- [Information given]

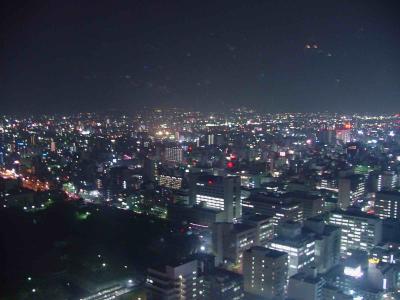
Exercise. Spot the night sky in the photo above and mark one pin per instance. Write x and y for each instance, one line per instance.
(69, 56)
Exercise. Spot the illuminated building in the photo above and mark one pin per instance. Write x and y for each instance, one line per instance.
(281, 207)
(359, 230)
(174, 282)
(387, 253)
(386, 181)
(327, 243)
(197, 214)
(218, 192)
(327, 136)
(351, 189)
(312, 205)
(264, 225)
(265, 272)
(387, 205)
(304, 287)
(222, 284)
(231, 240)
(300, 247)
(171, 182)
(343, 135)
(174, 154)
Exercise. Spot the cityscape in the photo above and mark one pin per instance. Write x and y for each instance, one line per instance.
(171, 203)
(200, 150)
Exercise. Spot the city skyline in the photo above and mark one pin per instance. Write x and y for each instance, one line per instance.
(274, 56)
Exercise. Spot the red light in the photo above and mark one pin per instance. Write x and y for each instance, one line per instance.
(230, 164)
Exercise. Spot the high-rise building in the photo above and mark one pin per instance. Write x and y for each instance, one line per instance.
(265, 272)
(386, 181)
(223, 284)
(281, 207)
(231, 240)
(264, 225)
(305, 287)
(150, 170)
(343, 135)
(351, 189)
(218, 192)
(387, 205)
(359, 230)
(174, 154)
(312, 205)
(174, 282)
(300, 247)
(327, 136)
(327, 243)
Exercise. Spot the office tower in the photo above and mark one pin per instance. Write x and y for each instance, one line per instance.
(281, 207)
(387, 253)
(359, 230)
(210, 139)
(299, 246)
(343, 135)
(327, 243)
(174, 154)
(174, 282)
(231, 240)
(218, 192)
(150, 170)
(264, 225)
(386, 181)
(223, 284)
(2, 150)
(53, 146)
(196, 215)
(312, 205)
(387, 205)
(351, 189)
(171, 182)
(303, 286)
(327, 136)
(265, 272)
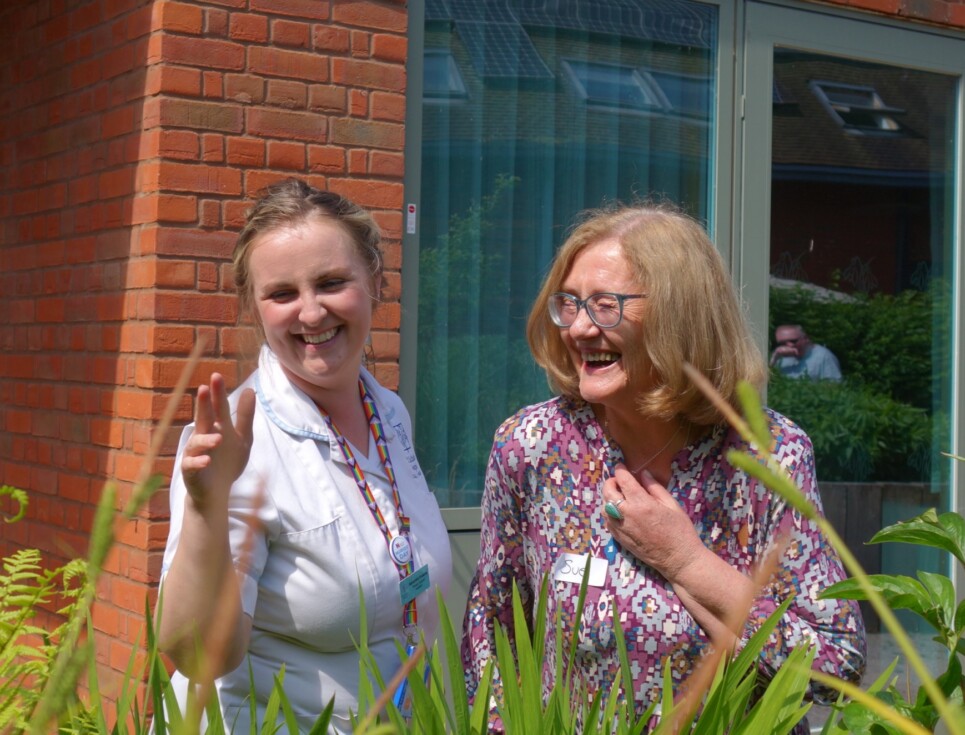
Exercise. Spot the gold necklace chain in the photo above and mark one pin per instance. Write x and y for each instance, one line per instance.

--

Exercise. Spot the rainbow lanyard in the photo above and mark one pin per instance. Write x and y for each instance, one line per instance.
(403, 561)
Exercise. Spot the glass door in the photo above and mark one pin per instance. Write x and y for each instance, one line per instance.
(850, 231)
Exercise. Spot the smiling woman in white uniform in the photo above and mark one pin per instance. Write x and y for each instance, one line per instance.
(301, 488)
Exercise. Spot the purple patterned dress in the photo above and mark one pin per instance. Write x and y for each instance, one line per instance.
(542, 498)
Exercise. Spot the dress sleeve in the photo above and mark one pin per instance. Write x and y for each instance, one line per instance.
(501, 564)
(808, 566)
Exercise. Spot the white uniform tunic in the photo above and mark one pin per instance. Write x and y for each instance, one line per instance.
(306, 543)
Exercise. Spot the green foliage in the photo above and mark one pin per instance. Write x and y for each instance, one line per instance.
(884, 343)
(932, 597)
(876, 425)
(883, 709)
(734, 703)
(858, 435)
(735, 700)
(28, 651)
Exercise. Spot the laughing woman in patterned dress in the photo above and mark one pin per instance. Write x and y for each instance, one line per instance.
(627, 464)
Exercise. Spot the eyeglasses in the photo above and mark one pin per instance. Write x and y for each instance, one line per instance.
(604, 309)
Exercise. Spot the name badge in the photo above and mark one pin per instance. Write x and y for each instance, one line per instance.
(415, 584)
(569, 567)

- [Stated problem] Scale the data from the line with "Exercise. Spot the high-rise" up to and including the line with "Exercise. Spot the gold". Write out every line, requests included, multiply each x and y coordinate in the answers by 2.15 and round to whole numbers, halves up, and leave the pictures out.

- [Result for this task]
Exercise. Spot the high-rise building in the photo above and mark one pin per instance. Write x and y for each instance, one line per instance.
(570, 585)
(830, 389)
(479, 611)
(604, 445)
(497, 516)
(568, 484)
(656, 617)
(323, 366)
(737, 290)
(755, 406)
(469, 413)
(832, 441)
(772, 495)
(374, 331)
(671, 441)
(374, 606)
(645, 531)
(703, 292)
(703, 522)
Exercise. Spot the office tower in the photo above and mark one pin per instance. Write x and y for each instance, one line per instance.
(604, 445)
(832, 544)
(772, 495)
(452, 299)
(643, 529)
(737, 290)
(703, 522)
(374, 331)
(374, 606)
(497, 516)
(469, 413)
(323, 366)
(568, 484)
(830, 389)
(479, 611)
(4, 323)
(114, 314)
(421, 462)
(671, 441)
(832, 441)
(755, 406)
(368, 391)
(651, 615)
(703, 292)
(570, 585)
Exercise. Spot the gold necklace chain in the photo above and mark one pin per instance. Write x and y for each instance, one line per instance.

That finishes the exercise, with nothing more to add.